───── Extrait à lire ─────

Un positionnement de producteur… et d’agrégateur
L’acquisition de l’hébergeur et distributeur de podcasts Anchor relève d’une autre logique, qui traduit la volonté de Spotify de se positionner non seulement comme producteur de podcasts mais également comme agrégateur. Anchor fournit aux internautes des outils en ligne permettant d’enregistrer facilement des podcasts depuis n’importe quel périphérique (ordinateur, tablette, téléphone mobile) et de leur ajouter un fond musical. Des milliards d’heures de programmes ont déjà été créées sur cette plateforme, qui vont venir abonder le catalogue de podcasts de Spotify. Surtout, elle va lui permettre d’obtenir des droits de distribution sur de gros volumes de productions, via cette plateforme et à ses propres conditions.
“En ce qui concerne les podcasts et autres contenus non musicaux, nous produisons ou commandons le contenu nous-mêmes ou obtenons les droits de distribution directement auprès des détenteurs de droits. Dans le premier cas, nous utilisons différents modèles commerciaux pour créer des contenus originaux. Dans le second scénario, nous négocions des licences directement avec des personnes ou des entités ou nous obtenons les droits par le biais de nos propres plateformes”, précisait Barry McCarthy au Wall Street Journal. Et de citer également, outre Anchor, deux autres plateformes lancées par Spotify pour permettre aux créateurs de podcasts de poster directement leurs productions sur sa plateforme, après avoir accepté de se conformer aux conditions qu’elle impose, et d’en mesurer l’audience : Soundtrap for Storytellers et Spotify for Podcasters.
Studio de création musicale en ligne suédois lancé en 2012 et acquis par Spotify en 2017, Soundtrap, qui offre tout un éventail de services de collaboration et d’enregistrement sur le Web, est devenu une plateforme très populaire pour l'enseignement de la musique dans les écoles et pour la réalisation de podcasts. En mai 2019, cet éditeur de logiciels d’édition musicale, désormais propriété de Spotify, lançait un nouveau service Web de production de podcasts, Spotify for Storytellers, permettant aux podcasteurs d’enregistrer, éditer et masteriser leur contenu audio.

───── Données enregistrées ─────

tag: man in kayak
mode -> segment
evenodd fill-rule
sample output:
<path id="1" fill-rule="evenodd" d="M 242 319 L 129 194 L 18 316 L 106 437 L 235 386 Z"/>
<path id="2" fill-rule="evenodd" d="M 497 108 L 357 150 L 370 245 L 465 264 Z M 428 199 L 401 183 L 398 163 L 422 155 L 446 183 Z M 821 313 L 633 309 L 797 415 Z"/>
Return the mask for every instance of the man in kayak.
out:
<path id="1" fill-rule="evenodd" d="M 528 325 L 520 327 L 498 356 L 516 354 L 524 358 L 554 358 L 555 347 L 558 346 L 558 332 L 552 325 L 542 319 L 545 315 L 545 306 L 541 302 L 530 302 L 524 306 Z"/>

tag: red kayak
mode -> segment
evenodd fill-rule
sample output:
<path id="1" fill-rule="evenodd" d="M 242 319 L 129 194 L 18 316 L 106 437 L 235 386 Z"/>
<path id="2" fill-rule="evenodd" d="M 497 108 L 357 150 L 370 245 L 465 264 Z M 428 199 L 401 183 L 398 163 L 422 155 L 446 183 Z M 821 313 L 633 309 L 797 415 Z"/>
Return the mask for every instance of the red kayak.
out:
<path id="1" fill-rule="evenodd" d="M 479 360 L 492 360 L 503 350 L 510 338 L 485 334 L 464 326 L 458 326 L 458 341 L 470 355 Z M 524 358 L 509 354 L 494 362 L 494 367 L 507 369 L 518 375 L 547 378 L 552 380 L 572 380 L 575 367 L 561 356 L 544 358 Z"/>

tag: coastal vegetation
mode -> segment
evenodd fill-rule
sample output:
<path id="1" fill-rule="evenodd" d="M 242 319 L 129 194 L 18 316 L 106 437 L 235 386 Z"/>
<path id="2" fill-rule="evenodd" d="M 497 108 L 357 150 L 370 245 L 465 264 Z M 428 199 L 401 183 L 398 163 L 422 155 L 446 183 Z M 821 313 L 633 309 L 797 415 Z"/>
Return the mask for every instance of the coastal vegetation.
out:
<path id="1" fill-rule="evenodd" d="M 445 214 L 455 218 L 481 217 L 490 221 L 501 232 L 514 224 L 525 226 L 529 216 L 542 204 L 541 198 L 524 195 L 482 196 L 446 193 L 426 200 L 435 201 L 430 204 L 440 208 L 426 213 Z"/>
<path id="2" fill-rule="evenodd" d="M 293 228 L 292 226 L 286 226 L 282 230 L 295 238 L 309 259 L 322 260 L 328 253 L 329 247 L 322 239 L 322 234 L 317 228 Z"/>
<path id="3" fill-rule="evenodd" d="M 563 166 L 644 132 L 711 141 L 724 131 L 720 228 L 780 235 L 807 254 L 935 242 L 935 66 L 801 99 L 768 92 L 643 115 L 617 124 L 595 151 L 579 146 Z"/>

─────

**Travail à effectuer:**
Pouvez-vous recopier à l'identique le passage de l'extrait sur Spotify et les podcasts qui commence par « Un positionnement de » et se poursuit jusqu'à « ses propres conditions. » ?

**Réponse complète:**
Un positionnement de producteur… et d’agrégateur
L’acquisition de l’hébergeur et distributeur de podcasts Anchor relève d’une autre logique, qui traduit la volonté de Spotify de se positionner non seulement comme producteur de podcasts mais également comme agrégateur. Anchor fournit aux internautes des outils en ligne permettant d’enregistrer facilement des podcasts depuis n’importe quel périphérique (ordinateur, tablette, téléphone mobile) et de leur ajouter un fond musical. Des milliards d’heures de programmes ont déjà été créées sur cette plateforme, qui vont venir abonder le catalogue de podcasts de Spotify. Surtout, elle va lui permettre d’obtenir des droits de distribution sur de gros volumes de productions, via cette plateforme et à ses propres conditions.